TEXTO DE LEITURA >>

Este é um convite para você observar, a partir do ponto de vista de quem vive sobre a transição entre a doença e a cura, nos limites entre a vida e a morte, ainda mais densos neste período de pandemia, a chamada Linha de Frente. 

Pensei nos últimos dias qual seria a melhor maneira de estrear nesta Folha, com histórias que brotam nas salas de emergência e terapia intensiva, onde sobrevivo entre diagnósticos improváveis e situações inusitadas. Pensei honestamente em contar uma fábula de amor, talvez até fugindo do propósito desta página. Resolvi, entretanto, compartilhar o relato de um dia, neste período que é o pior da pandemia (até agora), como se fosse uma página rasgada de diário.
 
Ainda não há sol quando pego o caminho do trabalho. Assumo o meu lugar: médico responsável pela emergência dedicada à Covid-19. A interna é estudante no final do curso de medicina. Ela foi minha aluna no segundo ano, é inteligente e dedicada. Gosto dela desde quando a ensinei a aferir pressão arterial e o lado correto de usar o estetoscópio. Joana I6 (interna do 6º ano) quer ser emergencista.

LISTAGEM DE DADOS >>
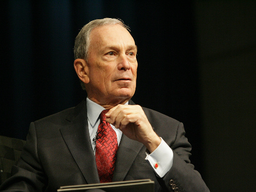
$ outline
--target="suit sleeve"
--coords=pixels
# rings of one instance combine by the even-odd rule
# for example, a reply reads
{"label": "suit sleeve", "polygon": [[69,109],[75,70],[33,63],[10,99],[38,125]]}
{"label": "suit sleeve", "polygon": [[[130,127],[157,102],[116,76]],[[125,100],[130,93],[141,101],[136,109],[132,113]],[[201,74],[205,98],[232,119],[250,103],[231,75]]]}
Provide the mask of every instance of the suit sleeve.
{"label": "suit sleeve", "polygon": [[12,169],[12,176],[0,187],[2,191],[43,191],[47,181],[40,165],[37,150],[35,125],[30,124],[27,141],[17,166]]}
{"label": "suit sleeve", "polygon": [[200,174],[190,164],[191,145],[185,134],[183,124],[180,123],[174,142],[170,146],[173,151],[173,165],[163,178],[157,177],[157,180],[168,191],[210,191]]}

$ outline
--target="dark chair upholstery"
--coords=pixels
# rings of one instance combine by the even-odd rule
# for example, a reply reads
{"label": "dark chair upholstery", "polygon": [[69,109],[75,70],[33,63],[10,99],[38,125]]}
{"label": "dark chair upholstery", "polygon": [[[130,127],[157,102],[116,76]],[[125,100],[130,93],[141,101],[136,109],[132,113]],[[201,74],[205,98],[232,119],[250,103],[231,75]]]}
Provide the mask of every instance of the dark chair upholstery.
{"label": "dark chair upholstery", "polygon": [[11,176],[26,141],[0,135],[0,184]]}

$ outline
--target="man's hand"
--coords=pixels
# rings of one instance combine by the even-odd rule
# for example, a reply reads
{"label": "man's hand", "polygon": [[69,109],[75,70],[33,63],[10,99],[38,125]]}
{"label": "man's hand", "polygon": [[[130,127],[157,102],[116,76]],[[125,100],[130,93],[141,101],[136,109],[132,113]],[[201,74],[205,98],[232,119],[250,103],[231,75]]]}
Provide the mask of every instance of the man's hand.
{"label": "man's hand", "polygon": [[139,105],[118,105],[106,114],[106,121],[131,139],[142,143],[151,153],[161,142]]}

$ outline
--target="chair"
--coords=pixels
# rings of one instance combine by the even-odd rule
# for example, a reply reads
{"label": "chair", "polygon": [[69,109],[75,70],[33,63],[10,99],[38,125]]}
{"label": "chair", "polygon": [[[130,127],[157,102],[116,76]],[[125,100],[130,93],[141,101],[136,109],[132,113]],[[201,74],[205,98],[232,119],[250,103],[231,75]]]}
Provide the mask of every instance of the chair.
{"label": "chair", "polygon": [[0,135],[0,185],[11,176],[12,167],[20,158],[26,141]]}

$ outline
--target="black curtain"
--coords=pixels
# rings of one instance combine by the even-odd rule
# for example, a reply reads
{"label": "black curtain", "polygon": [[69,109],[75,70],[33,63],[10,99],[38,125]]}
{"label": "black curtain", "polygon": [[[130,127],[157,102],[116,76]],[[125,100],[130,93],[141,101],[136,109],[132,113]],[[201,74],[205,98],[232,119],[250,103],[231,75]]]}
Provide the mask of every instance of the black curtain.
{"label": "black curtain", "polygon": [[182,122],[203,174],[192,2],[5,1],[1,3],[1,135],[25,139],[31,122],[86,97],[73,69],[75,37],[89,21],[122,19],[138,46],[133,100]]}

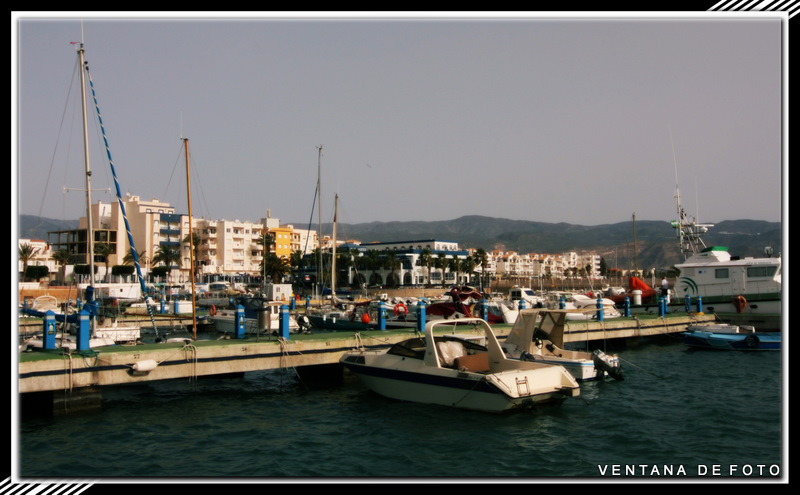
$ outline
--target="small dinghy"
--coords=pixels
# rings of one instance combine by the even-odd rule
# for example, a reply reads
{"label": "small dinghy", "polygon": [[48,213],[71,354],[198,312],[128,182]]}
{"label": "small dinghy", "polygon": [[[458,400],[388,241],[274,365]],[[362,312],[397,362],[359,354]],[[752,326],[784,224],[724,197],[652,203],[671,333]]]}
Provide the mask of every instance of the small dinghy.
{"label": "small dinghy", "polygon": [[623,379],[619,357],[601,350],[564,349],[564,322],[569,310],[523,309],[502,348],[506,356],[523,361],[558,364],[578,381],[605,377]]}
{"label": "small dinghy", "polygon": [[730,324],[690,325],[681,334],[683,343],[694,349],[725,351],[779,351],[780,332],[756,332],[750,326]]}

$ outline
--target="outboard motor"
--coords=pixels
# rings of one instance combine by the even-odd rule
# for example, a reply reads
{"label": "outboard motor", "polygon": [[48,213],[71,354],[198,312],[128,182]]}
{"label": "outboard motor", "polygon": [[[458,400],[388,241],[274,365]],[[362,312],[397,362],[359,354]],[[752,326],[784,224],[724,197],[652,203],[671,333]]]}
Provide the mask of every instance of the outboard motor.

QUESTÕES PROPOSTAS >>
1 > Reproduza o trecho do texto desde "Pensei nos últimos" até "quer ser emergencista.", inclusive.
2 > No parágrafo do texto que começa com "Ainda não há sol", liste todas as formas verbais conjugadas na primeira pessoa do singular.
A listagem é um material à parte, sem relação com o texto.

RESPOSTAS DAS QUESTÕES >>
1 >
Pensei nos últimos dias qual seria a melhor maneira de estrear nesta Folha, com histórias que brotam nas salas de emergência e terapia intensiva, onde sobrevivo entre diagnósticos improváveis e situações inusitadas. Pensei honestamente em contar uma fábula de amor, talvez até fugindo do propósito desta página. Resolvi, entretanto, compartilhar o relato de um dia, neste período que é o pior da pandemia (até agora), como se fosse uma página rasgada de diário.
 
Ainda não há sol quando pego o caminho do trabalho. Assumo o meu lugar: médico responsável pela emergência dedicada à Covid-19. A interna é estudante no final do curso de medicina. Ela foi minha aluna no segundo ano, é inteligente e dedicada. Gosto dela desde quando a ensinei a aferir pressão arterial e o lado correto de usar o estetoscópio. Joana I6 (interna do 6º ano) quer ser emergencista.

2 > pego, Assumo, Gosto, ensinei